[Excerpts from point annotation data]

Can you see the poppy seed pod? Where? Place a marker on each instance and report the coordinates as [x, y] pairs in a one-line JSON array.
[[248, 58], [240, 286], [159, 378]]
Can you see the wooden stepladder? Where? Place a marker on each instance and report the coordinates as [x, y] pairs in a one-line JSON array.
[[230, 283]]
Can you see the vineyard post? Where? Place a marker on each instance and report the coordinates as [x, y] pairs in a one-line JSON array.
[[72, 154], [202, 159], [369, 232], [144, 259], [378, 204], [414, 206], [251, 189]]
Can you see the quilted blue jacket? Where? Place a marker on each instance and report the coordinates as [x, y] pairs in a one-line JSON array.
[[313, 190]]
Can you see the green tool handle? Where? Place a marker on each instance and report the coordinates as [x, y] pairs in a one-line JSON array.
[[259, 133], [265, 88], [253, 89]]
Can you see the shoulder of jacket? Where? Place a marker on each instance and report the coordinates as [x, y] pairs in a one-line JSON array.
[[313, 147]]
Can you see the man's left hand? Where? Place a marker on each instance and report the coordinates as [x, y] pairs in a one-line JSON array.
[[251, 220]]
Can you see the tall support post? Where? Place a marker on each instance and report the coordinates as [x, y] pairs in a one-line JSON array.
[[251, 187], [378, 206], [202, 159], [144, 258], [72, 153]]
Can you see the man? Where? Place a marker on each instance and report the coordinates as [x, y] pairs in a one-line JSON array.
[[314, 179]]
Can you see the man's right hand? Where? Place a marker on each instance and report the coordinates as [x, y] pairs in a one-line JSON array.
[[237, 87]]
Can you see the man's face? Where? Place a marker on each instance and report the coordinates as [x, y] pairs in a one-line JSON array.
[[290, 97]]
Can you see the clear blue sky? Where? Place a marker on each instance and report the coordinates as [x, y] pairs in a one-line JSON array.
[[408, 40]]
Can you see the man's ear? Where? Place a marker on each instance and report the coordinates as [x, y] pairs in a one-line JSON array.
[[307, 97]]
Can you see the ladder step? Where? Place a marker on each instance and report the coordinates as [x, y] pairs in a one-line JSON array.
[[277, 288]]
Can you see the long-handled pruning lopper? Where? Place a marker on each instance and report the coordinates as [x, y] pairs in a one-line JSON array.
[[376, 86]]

● WHAT NEEDS TO BE DONE
Give back the data above exactly as it appears.

● CORRECT OUTPUT
Can you see the poppy seed pod? Where? Place a marker on each instance and report the coordinates as [x, y] pairs in a one-line JSON array.
[[248, 58], [240, 286], [159, 378]]
Can you see the wooden stepladder? Where? Place a marker on each instance and report the coordinates as [x, y] pairs in a one-line JSON array.
[[230, 283]]
Can you see the vineyard post? Where? Place a marker on each instance and report the coordinates as [x, y] pairs in a one-line JSON array.
[[72, 154], [202, 159], [369, 232], [144, 259], [378, 204], [414, 206], [251, 189]]
Can you see the quilted blue jacket? Where? Place a marker on each instance and report the coordinates as [x, y] pairs in a one-line JSON array.
[[313, 190]]
Can you see the green tool handle? Where? Place a marker on each instance and report the coordinates as [x, y] pairs in a one-line JSON array.
[[259, 133], [265, 88], [253, 89]]
Can you see the shoulder of jacket? Where? Place a marker on each instance and report the coordinates as [x, y] pairs in a one-line JSON array.
[[313, 147]]
Can you see the man's left hand? Where? Place a marker on each instance and report the coordinates as [x, y] pairs in a one-line JSON array.
[[251, 220]]
Can you see the tall support post? Where? Place a marker on each instance and report the coordinates as [x, y] pairs in a one-line JSON array.
[[251, 187], [378, 206], [202, 159], [144, 258], [72, 153]]
Can you see the man? Where? Place a marker on each instance and report the coordinates as [x, y] pairs in a one-line JSON array.
[[314, 179]]
Can you see the man's right hand? Where? Place a marker on each instance and report the coordinates as [x, y] pairs in a one-line JSON array.
[[237, 87]]
Can you see the man's face? Where? Place a marker on each instance and report the coordinates as [x, y] pairs in a one-line JSON array.
[[290, 97]]
Can you see the clear blue sky? Where? Place a marker on each instance and report the coordinates as [x, y] pairs in a one-line JSON array.
[[408, 40]]
Can you see the man's ear? Where? Place a marker on each instance and report the coordinates as [x, y] pairs in a one-line JSON array.
[[307, 97]]
Can you see the ladder step? Where? Place a marker on each instance and report the coordinates as [x, y] pairs in a one-line JSON array.
[[277, 288]]
Can you see the long-handled pruning lopper? Where? Place a marker on each instance and report the coordinates as [x, y] pairs in a one-line JSON array.
[[376, 86]]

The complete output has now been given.